WHAT YOU NEED TO DO — Make an exact copy of the listing below.

DATA LINES —
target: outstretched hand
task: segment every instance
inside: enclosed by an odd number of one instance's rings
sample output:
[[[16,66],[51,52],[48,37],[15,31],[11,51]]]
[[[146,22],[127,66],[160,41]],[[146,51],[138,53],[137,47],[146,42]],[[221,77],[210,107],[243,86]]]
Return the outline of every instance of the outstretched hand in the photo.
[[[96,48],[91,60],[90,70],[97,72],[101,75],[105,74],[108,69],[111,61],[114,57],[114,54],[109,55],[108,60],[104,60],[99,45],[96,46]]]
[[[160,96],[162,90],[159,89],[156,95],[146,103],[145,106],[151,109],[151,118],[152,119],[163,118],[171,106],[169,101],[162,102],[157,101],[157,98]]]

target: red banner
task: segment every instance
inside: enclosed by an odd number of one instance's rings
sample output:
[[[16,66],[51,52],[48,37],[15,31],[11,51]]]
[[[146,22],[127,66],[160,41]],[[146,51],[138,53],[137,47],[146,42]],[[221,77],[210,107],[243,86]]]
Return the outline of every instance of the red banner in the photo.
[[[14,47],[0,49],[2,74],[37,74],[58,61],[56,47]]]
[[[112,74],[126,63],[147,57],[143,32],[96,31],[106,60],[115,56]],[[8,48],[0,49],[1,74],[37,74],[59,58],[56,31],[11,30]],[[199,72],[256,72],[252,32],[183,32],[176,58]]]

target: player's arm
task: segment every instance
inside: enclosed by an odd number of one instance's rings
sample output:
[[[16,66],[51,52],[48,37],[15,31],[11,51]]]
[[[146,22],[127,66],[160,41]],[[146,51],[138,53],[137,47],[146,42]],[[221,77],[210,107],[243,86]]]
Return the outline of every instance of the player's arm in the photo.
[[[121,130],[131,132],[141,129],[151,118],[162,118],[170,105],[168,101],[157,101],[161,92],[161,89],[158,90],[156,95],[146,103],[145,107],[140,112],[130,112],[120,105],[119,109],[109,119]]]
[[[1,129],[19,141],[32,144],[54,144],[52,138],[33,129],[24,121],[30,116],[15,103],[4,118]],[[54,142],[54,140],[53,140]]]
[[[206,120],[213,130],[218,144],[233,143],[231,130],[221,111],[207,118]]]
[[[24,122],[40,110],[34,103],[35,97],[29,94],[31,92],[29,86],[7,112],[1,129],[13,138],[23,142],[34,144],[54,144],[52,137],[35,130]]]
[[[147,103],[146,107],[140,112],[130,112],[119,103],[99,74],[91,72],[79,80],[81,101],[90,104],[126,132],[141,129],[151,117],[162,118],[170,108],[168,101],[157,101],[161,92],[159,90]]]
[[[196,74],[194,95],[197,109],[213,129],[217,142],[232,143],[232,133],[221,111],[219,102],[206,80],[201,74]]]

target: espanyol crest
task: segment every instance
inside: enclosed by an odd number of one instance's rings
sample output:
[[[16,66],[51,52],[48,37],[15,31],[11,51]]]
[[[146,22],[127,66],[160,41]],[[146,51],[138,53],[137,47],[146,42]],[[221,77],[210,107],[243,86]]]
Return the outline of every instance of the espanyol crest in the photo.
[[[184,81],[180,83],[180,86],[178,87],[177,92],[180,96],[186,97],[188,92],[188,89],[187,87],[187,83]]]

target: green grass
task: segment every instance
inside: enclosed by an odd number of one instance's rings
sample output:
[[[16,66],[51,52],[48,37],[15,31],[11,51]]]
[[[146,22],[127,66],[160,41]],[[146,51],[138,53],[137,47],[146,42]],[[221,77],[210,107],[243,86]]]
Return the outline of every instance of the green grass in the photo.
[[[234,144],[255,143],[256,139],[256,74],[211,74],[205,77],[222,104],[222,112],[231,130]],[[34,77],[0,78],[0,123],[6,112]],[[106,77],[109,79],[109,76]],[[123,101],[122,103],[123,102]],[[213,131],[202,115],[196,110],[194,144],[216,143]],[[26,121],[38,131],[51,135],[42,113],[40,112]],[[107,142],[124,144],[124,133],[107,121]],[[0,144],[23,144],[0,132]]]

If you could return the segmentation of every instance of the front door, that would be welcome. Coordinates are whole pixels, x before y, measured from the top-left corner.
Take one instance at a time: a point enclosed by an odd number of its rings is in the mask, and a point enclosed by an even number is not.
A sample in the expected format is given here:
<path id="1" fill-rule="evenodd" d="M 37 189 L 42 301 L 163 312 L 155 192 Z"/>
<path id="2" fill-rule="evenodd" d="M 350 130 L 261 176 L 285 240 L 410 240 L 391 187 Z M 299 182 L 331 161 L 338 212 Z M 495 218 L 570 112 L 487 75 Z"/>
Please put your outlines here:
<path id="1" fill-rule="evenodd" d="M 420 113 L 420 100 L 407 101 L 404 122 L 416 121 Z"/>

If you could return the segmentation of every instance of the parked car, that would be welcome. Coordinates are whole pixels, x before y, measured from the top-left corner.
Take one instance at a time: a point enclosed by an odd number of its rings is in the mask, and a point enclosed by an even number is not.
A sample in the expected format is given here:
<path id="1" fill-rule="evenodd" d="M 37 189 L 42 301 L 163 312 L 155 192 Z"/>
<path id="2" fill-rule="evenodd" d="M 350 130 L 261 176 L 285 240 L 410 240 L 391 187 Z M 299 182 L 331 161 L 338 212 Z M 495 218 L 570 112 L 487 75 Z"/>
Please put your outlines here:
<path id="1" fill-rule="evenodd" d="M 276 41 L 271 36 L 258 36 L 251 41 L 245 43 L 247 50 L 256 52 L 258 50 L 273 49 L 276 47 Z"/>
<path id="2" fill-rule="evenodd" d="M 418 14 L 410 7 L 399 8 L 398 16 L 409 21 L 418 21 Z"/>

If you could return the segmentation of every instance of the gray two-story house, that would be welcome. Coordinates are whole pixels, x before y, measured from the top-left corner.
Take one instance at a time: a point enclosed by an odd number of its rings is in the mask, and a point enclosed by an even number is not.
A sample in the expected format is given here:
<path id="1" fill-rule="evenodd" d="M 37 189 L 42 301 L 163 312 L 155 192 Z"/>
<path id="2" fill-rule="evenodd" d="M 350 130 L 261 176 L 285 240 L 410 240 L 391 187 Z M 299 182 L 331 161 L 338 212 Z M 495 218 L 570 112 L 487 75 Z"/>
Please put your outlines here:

FULL OUTPUT —
target: outstretched hand
task: segment every instance
inside: enclosed by an odd number of one instance's rings
sample output:
[[[16,66],[51,52],[48,37],[15,31],[11,51]]]
[[[146,22],[127,66],[160,41]],[[146,51],[138,53],[137,47],[146,42]],[[221,77],[210,107],[243,86]]]
Return the outline of every instance of the outstretched hand in the photo.
[[[96,48],[91,60],[90,70],[97,72],[101,75],[105,74],[108,69],[111,61],[114,57],[114,54],[109,55],[108,60],[104,60],[99,45],[96,46]]]
[[[160,96],[162,90],[159,89],[156,95],[146,103],[145,106],[151,109],[151,118],[152,119],[163,118],[171,106],[169,101],[162,102],[157,101],[157,98]]]

target: red banner
task: segment every instance
inside: enclosed by an odd number of one instance's rings
sample output:
[[[16,66],[51,52],[48,37],[15,31],[11,51]]]
[[[146,22],[127,66],[160,41]],[[146,51],[138,53],[137,47],[146,42]],[[221,77],[210,107],[243,86]]]
Return the outline of every instance of the red banner in the photo.
[[[14,47],[0,49],[2,74],[37,74],[58,61],[56,47]]]
[[[112,74],[126,63],[147,57],[143,32],[96,31],[106,60],[115,56]],[[8,48],[0,49],[1,74],[37,74],[59,58],[56,31],[11,30]],[[199,72],[256,72],[252,32],[183,32],[176,58]]]

target: player's arm
task: segment every instance
inside: enclosed by an odd number of one instance's rings
sample output:
[[[16,66],[51,52],[48,37],[15,31],[11,51]]]
[[[146,22],[127,66],[160,41]],[[146,51],[138,53],[137,47],[146,42]],[[221,77],[210,107],[243,86]]]
Return the outline of every instance of the player's arm in the photo.
[[[121,130],[131,132],[141,129],[151,118],[162,118],[170,105],[168,101],[157,101],[161,92],[161,89],[158,90],[156,95],[146,103],[145,107],[140,112],[130,112],[120,105],[119,109],[109,119]]]
[[[1,129],[19,141],[32,144],[54,144],[52,138],[33,129],[24,121],[30,116],[15,103],[4,118]],[[54,142],[54,140],[53,140]]]
[[[206,120],[213,130],[218,144],[233,143],[231,130],[221,111],[207,118]]]
[[[24,122],[40,110],[34,103],[35,97],[29,94],[31,92],[29,86],[7,112],[1,129],[13,138],[23,142],[34,144],[54,144],[52,137],[35,130]]]
[[[147,103],[146,107],[140,112],[130,112],[119,103],[99,74],[91,72],[79,80],[81,101],[90,104],[126,132],[141,129],[151,117],[162,118],[170,108],[168,101],[157,101],[161,92],[159,90]]]
[[[196,74],[194,95],[197,109],[213,129],[217,142],[232,143],[232,133],[221,111],[219,102],[206,80],[201,74]]]

target: espanyol crest
task: segment every instance
inside: enclosed by an odd number of one instance's rings
sample output:
[[[16,66],[51,52],[48,37],[15,31],[11,51]]]
[[[146,22],[127,66],[160,41]],[[146,51],[138,53],[137,47],[146,42]],[[221,77],[210,107],[243,86]]]
Return the outline of every instance of the espanyol crest in the photo.
[[[184,81],[180,83],[180,86],[178,87],[177,92],[180,96],[186,97],[188,92],[188,89],[187,87],[187,83]]]

target: green grass
task: segment every instance
inside: enclosed by an odd number of one instance's rings
sample output:
[[[16,66],[51,52],[48,37],[15,31],[11,51]]]
[[[146,22],[127,66],[160,41]],[[146,51],[138,53],[137,47],[146,42]],[[221,77],[210,107],[243,86]]]
Return the outline of every instance of the green grass in the photo.
[[[234,144],[255,143],[256,139],[256,74],[211,74],[205,77],[222,104],[222,112],[231,130]],[[34,77],[0,78],[0,123],[6,112]],[[106,77],[109,79],[109,76]],[[123,101],[122,103],[123,102]],[[213,131],[202,115],[196,110],[194,144],[216,143]],[[26,121],[38,131],[51,135],[42,113],[40,112]],[[107,142],[124,144],[124,133],[107,121]],[[0,144],[23,144],[0,132]]]

If you could return the segmentation of every instance of the front door, that would be welcome. Coordinates are whole pixels, x before y, measured from the top-left corner.
Take one instance at a time: a point enclosed by an odd number of its rings is in the mask, and a point enclosed by an even number is not.
A sample in the expected format is given here:
<path id="1" fill-rule="evenodd" d="M 37 189 L 42 301 L 163 312 L 155 192 Z"/>
<path id="2" fill-rule="evenodd" d="M 350 130 L 261 176 L 285 240 L 410 240 L 391 187 Z M 299 182 L 331 161 L 338 212 Z M 495 218 L 570 112 L 487 75 Z"/>
Please put your outlines here:
<path id="1" fill-rule="evenodd" d="M 420 113 L 420 100 L 407 101 L 404 122 L 416 121 Z"/>

If you could return the segmentation of every instance of the parked car, that would be welcome. Coordinates are whole pixels, x before y, measured from the top-left corner.
Take one instance at a time: a point enclosed by an odd number of its rings is in the mask, and a point enclosed by an even number is not.
A sample in the expected format is given here:
<path id="1" fill-rule="evenodd" d="M 37 189 L 42 301 L 163 312 L 155 192 Z"/>
<path id="2" fill-rule="evenodd" d="M 350 130 L 261 176 L 285 240 L 410 240 L 391 187 Z M 299 182 L 331 161 L 338 212 Z M 495 218 L 570 112 L 487 75 Z"/>
Please put your outlines here:
<path id="1" fill-rule="evenodd" d="M 276 41 L 271 36 L 258 36 L 251 41 L 245 43 L 247 50 L 256 52 L 258 50 L 273 49 L 276 47 Z"/>
<path id="2" fill-rule="evenodd" d="M 418 14 L 410 7 L 399 8 L 398 16 L 409 21 L 418 21 Z"/>

If you could return the segmentation of every instance of the gray two-story house, that would be welcome. Coordinates are whole pixels, x before y, measured from the top-left corner.
Take one instance at a time: a point enclosed by an odd number of its rings is in the mask, and a point enclosed by an even number is not.
A sample in the expected format is given here:
<path id="1" fill-rule="evenodd" d="M 37 189 L 42 301 L 163 312 L 155 192 Z"/>
<path id="2" fill-rule="evenodd" d="M 350 130 L 261 176 L 285 240 L 410 240 L 391 187 Z M 299 182 L 331 161 L 338 212 Z M 495 218 L 570 112 L 487 75 Z"/>
Please put your outlines here:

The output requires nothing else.